(Collection entries)

####################

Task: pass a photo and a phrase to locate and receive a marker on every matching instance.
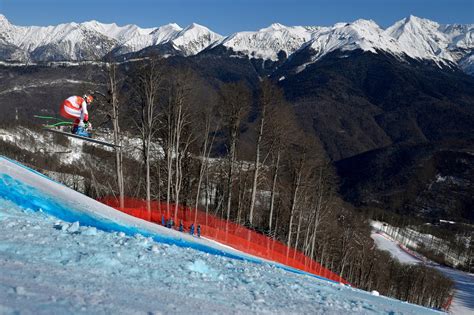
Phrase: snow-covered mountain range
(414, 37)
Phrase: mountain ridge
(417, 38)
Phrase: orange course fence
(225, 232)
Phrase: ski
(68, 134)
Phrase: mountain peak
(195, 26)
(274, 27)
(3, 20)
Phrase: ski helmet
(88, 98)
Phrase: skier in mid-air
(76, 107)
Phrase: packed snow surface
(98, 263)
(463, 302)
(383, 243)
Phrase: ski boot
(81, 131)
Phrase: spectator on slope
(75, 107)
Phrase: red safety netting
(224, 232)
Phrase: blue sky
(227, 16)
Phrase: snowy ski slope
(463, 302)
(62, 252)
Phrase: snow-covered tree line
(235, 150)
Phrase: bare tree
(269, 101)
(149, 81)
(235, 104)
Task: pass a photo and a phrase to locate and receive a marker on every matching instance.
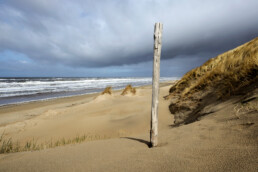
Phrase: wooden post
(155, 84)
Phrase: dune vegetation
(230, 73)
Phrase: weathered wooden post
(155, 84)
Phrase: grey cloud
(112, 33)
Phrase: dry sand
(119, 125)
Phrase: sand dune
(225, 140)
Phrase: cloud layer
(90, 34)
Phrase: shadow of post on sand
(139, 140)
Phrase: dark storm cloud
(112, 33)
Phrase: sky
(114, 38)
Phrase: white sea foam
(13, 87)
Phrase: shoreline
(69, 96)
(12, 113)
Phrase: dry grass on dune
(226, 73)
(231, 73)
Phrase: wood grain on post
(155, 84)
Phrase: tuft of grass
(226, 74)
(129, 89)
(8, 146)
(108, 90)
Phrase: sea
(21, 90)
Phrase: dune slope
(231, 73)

####################

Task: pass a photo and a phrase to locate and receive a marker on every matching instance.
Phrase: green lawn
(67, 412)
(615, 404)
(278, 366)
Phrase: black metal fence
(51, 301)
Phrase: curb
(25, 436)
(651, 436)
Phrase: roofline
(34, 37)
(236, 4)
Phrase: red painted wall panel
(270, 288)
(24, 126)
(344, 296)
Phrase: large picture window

####################

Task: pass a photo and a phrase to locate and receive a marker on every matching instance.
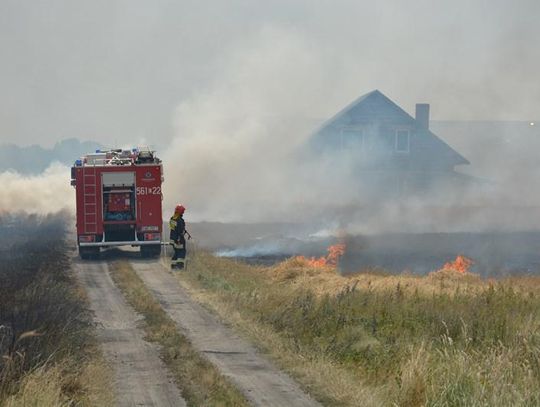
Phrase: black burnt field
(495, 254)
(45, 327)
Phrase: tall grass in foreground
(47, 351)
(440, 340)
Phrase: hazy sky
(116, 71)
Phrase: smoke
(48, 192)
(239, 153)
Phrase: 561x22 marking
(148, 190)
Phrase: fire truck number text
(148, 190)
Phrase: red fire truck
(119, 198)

####################

**Exercise brief**
Rewrite the listing from the line with "Phrase: roofline" to the line with "Phrase: large picture window", both lines included, phrase lines and all. Scale every coordinate in the answers by 1.1 and round each result to a whole number, rounding halves up.

**Result for this task**
Phrase: roofline
(37, 41)
(260, 4)
Phrase: red painted wall panel
(297, 317)
(26, 139)
(378, 326)
Phrase: large picture window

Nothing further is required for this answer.